= Beginning of Section =

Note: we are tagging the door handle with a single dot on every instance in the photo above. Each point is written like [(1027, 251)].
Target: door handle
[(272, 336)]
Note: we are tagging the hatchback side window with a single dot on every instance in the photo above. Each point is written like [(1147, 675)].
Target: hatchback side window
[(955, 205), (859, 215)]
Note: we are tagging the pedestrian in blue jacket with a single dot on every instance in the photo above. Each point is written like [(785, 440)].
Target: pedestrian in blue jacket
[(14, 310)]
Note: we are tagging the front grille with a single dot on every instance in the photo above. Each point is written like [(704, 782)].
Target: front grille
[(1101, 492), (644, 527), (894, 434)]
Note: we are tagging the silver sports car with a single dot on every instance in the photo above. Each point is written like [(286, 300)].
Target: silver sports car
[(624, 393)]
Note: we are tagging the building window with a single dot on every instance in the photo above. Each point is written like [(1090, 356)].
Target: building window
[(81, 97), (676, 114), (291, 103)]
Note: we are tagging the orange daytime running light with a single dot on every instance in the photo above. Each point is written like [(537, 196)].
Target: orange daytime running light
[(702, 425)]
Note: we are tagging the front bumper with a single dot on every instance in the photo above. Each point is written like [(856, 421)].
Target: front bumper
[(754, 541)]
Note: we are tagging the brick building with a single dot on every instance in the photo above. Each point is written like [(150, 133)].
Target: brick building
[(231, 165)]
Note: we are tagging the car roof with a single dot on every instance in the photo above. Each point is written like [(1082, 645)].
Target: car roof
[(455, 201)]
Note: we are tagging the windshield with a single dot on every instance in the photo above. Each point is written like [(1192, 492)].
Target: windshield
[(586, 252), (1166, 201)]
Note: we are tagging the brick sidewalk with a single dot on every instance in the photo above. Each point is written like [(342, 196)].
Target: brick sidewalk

= End of Section =

**Task instructions**: Without leaving anything out, repeat the data exactly.

**Exercise answer**:
Note: we are tagging the door handle with a single dot on every instance in the photo above. Each point is written like [(1027, 251)].
Target: door handle
[(272, 336)]
Note: we are tagging the hatchback side window with a single dot on every instance in the photo above. Each point is written like [(1147, 675)].
Target: hatchback side window
[(955, 205), (859, 215)]
Note: we are tagging the pedestrian in blue jacket with a single dot on every instance in the photo above. Each point is written like [(785, 440)].
Target: pedestrian in blue jacket
[(14, 310)]
Note: we are tagging the front grille with a single dot on every instance in the photo above. Each point is written like [(704, 782)].
Target: front grille
[(1101, 492), (644, 527), (894, 434)]
Note: we are tagging the silver sports car with a single dot on every instance in the photo above. Each point is written like [(286, 300)].
Target: silver sports car
[(624, 393)]
Note: we are tagging the building window with a single dot on every instance in the photo above. Each point is written like [(1090, 356)].
Target: building window
[(81, 97), (676, 114), (291, 103)]
Note: we are tagging the orange daytime running light with a single dot on every instance in the photo above. Each point is written like [(537, 196)].
Target: orange daytime running light
[(702, 425)]
Note: we are tagging the front bumper with a single dot on every instance in the photo above. Each point is written like [(856, 421)].
Target: front bumper
[(754, 541)]
Note: we are tagging the brick building with a single dot on every instance in the photo above. Each point is written like [(150, 133)].
Target: brick building
[(231, 165)]
Note: we are tagging the car roof with a single dot on every instance in the photo above. Each point is written like [(1082, 645)].
Target: car roof
[(455, 201)]
Note: we are tagging the windshield with a single dot on every instance in the photo above. Each point is written like [(1192, 492)].
Target: windshield
[(586, 252), (1166, 201)]
Note: we are tagging the brick sidewalk with a single dot on every instance in the photo above. Each point is written like [(342, 196)].
Target: brick sidewalk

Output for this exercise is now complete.